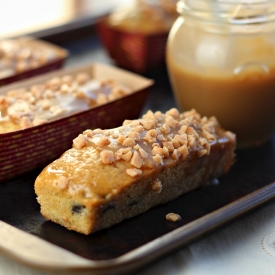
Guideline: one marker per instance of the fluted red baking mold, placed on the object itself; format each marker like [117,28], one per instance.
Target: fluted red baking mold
[55,64]
[25,150]
[135,51]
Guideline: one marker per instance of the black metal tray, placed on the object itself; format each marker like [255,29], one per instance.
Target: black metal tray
[126,245]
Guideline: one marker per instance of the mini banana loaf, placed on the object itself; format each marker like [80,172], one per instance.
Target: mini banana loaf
[111,175]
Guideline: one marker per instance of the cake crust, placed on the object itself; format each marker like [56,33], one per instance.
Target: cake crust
[112,175]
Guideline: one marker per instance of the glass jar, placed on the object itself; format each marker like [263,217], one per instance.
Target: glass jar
[221,61]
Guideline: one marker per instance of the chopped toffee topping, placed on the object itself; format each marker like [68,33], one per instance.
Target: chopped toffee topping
[59,96]
[155,138]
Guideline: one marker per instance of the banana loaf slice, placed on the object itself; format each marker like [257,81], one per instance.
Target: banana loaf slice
[112,175]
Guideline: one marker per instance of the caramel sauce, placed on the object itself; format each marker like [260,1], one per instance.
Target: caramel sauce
[243,105]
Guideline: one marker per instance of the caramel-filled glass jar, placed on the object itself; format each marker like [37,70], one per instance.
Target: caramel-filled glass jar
[221,61]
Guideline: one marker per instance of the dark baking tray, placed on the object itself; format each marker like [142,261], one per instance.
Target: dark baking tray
[246,186]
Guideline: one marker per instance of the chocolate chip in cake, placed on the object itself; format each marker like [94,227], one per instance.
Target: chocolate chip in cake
[78,208]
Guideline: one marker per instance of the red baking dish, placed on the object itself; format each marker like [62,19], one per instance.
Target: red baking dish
[34,147]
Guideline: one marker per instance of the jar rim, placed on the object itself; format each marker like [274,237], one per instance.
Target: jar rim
[229,11]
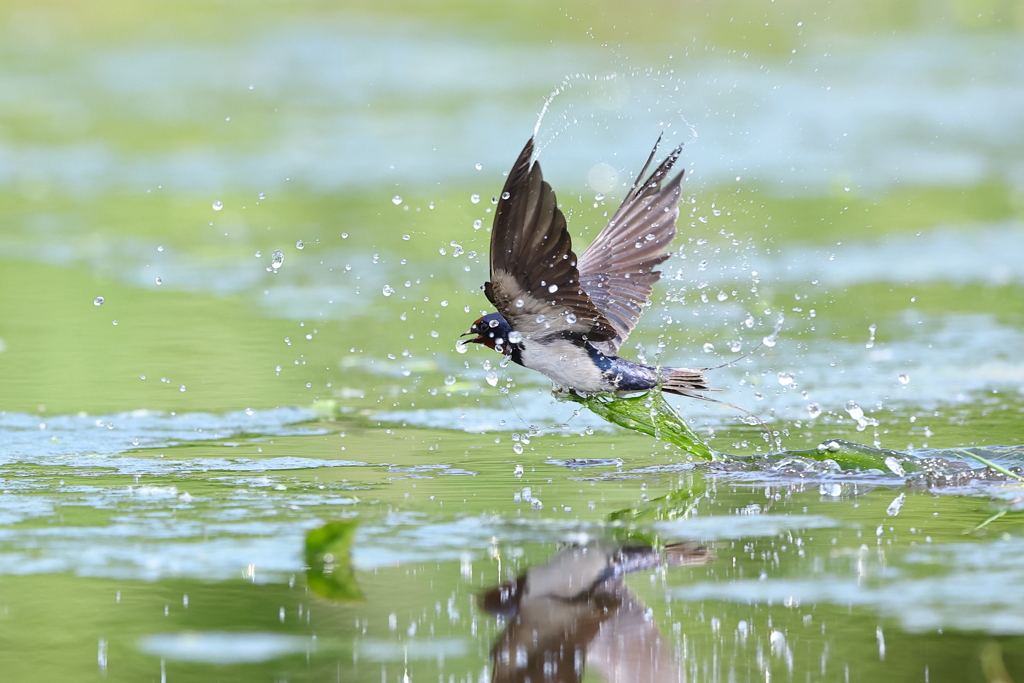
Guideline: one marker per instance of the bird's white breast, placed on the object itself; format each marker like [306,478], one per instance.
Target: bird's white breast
[566,365]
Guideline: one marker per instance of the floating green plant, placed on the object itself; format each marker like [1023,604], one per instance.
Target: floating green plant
[648,414]
[329,570]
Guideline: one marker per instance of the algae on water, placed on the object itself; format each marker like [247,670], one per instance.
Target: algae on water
[649,414]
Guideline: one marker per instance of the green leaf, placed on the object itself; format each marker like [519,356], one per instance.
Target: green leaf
[648,414]
[330,571]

◆ Given exercise: Copy out every line of the data above word for word, leaving out the pictures.

◆ Worked solution:
Guideline: one marker per instance of the fluted red baking mold, placed on the object itself; format each marker like [117,28], one per instance.
Target: fluted red baking mold
[55,64]
[25,150]
[135,51]
Guideline: one marker per instance of the black metal tray, placed on the object itself; format each marker like [255,29], one per instance.
Target: black metal tray
[126,245]
Guideline: one marker per instance of the mini banana loaf, placed on the object itself; format each marker like [80,172], one per instance.
Target: mini banana loaf
[111,175]
Guideline: one marker per instance of the cake crust, placed on the object itself; format each marker like [56,33], one per instance.
Target: cake crust
[112,175]
Guideline: one marker per instance of the glass jar, placed on the object itself; format each marker like [263,217], one per instance.
Target: glass jar
[221,61]
Guideline: one marker per instance of the chopped toffee topping, placed on the object itself; format each marker like [68,33], one per instance.
Target: chopped toffee topping
[59,96]
[155,138]
Guideline: one marker per instance of the banana loaf slice, placed on the object itself; format each marker like [257,81], one per instance.
Target: banana loaf slice
[112,175]
Guideline: one marker per instance of the caramel sauce, placed on the object itself; format each marker like [260,1], one per instance.
Target: caramel sauce
[243,105]
Guideline: one marker per instance of the caramel-filled glass jar, placed on the object itself; format each marker like [37,70], one per instance.
Target: caramel-filled glass jar
[221,61]
Guideline: one marker per instance of the dark baking tray, placed on the object itself; format each marker like [142,261], one per instance.
Target: dark baking tray
[246,186]
Guideline: one marker per instance of the chocolate chip in cake, placed on the object itself; format each marker like [94,227], one per instance.
Target: chocolate chip in cake
[78,208]
Guideline: one marker per instance of the red baking dish, placed on the object itself; format each marker like [62,19], one per instance.
Target: red baking dish
[34,147]
Guideline: one marker per instance of the jar rim, placed on the object itself; format each marker like [274,237], one per instance.
Target: jar rim
[229,11]
Guideline: one marker per instance of the bird's white breast, placed on the object itself; format each marker like [306,478], one per instance.
Target: bird's white breast
[566,365]
Guideline: one marker per instance of the floating green plant, placed on the object itself; format each marker like [1023,604], one per instance.
Target: floating green plant
[648,414]
[329,570]
Guideline: one marker per instance of the algae on water, placed on the object itself; format each marker like [247,670], one per instance.
Target: algae on water
[649,414]
Guideline: one marker per instance of the green leaf, placed on the object itself; format each marker like [519,356], one per instance.
Target: green leaf
[648,414]
[330,571]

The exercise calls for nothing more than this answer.